## Exercise
Quote every entry word for word.

## Record excerpts

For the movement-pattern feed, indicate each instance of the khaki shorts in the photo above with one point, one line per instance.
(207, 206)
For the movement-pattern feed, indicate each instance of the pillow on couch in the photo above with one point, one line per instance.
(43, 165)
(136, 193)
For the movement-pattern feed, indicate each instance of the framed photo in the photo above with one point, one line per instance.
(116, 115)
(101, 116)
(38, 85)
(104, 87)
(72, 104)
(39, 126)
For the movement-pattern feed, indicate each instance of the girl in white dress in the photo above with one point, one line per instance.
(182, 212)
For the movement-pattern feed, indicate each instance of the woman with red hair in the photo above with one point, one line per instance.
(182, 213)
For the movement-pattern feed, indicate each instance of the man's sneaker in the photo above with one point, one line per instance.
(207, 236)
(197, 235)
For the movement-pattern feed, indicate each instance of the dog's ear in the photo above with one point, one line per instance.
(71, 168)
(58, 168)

## Full output
For the movement-pattern feed, indicate each instance of the khaki shorts in the photo above with one point, one line per instance.
(207, 206)
For the movement-pattern feed, indicate each instance of the pillow on couch in the photo above with one point, one line per instance.
(43, 165)
(136, 193)
For the movement-pattern feed, indicate each instance of the framed photo in the photo above with one point, one line per instance.
(116, 115)
(101, 116)
(38, 85)
(104, 87)
(72, 104)
(39, 126)
For the movement-pattern feed, indicate each instance of the girl in white dress in the photo above with one point, one line per instance.
(182, 212)
For the movement-pattern feed, indicate each instance of the woman with red hair in the photo above with one point, one line per instance.
(182, 213)
For the movement-pattern feed, indicate each instance of the man's sneaker in the photo above with one point, one line per instance.
(207, 236)
(197, 235)
For the movement-pattern feed, indicate each instance of the dog's ear in the photo above with one point, one line per instance.
(71, 168)
(58, 168)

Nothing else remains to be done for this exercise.